> [Problem details]: Copy only the records that begin at the line containing "target | front side window" and stop after the line containing "x=485 y=219", keeping every request line. Adjust each x and y coordinate in the answers by adding -38 to it.

* * *

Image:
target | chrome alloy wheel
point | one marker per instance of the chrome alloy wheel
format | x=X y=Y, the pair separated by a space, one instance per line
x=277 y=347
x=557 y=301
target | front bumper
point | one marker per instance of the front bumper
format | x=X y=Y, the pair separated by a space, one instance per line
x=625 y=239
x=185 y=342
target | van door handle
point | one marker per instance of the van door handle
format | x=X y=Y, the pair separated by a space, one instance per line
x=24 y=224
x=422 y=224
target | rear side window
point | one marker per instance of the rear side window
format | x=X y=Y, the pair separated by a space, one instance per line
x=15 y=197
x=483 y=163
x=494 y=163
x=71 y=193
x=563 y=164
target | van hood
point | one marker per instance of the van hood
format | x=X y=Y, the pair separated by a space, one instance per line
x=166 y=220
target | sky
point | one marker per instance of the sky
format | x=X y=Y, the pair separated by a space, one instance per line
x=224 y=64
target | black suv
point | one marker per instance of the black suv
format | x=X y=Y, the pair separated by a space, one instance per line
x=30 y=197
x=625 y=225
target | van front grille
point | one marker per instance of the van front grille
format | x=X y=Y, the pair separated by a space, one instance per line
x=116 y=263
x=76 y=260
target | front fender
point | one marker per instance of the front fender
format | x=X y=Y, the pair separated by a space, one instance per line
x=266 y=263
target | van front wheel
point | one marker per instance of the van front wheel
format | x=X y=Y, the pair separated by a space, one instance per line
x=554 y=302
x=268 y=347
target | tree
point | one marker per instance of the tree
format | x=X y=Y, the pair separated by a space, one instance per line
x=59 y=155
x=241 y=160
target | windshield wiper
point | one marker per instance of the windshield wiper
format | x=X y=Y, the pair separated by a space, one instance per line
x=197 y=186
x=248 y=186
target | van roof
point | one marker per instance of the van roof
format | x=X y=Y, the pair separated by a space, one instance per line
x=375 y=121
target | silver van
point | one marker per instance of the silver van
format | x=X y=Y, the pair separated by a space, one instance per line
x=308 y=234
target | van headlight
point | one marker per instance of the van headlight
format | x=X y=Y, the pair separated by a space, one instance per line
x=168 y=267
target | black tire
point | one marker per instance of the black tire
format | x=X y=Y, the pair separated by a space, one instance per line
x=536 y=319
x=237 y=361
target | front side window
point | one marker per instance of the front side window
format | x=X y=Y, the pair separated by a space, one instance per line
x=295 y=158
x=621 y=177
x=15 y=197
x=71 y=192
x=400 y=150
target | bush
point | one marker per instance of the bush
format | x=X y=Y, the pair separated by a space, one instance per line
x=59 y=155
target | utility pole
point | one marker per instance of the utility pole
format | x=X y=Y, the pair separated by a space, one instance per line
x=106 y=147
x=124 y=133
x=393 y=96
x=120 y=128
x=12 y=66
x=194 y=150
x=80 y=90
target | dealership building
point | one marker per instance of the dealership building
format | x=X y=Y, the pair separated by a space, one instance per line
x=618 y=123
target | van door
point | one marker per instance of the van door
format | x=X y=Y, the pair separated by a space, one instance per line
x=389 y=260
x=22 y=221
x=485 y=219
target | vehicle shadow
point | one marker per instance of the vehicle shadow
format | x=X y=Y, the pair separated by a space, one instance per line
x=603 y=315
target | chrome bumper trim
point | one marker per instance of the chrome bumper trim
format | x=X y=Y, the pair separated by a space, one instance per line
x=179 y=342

* * *

> [Answer to the task]:
target | front side window
point | one marker per instance of the front side window
format | x=X y=Y, the pair separated by a space, one instance per line
x=257 y=120
x=583 y=139
x=-23 y=159
x=33 y=154
x=362 y=112
target | bush
point | one marker per instance of the bush
format | x=X y=Y, the pair separated by a space, one instance per line
x=21 y=117
target | utility pole
point | one marker per instance of the utility pole
format | x=X y=Y, the pair separated by a space, one instance per line
x=68 y=109
x=86 y=95
x=355 y=58
x=82 y=90
x=-26 y=28
x=156 y=112
x=42 y=52
target | dealership building
point | one marker per instance of the dealership building
format | x=X y=Y, the pair separated by a space, one instance per line
x=580 y=85
target | van door
point | one marker per instance of the van door
format | x=X y=Y, the pair separated by a space, one instance per line
x=351 y=222
x=-16 y=183
x=447 y=181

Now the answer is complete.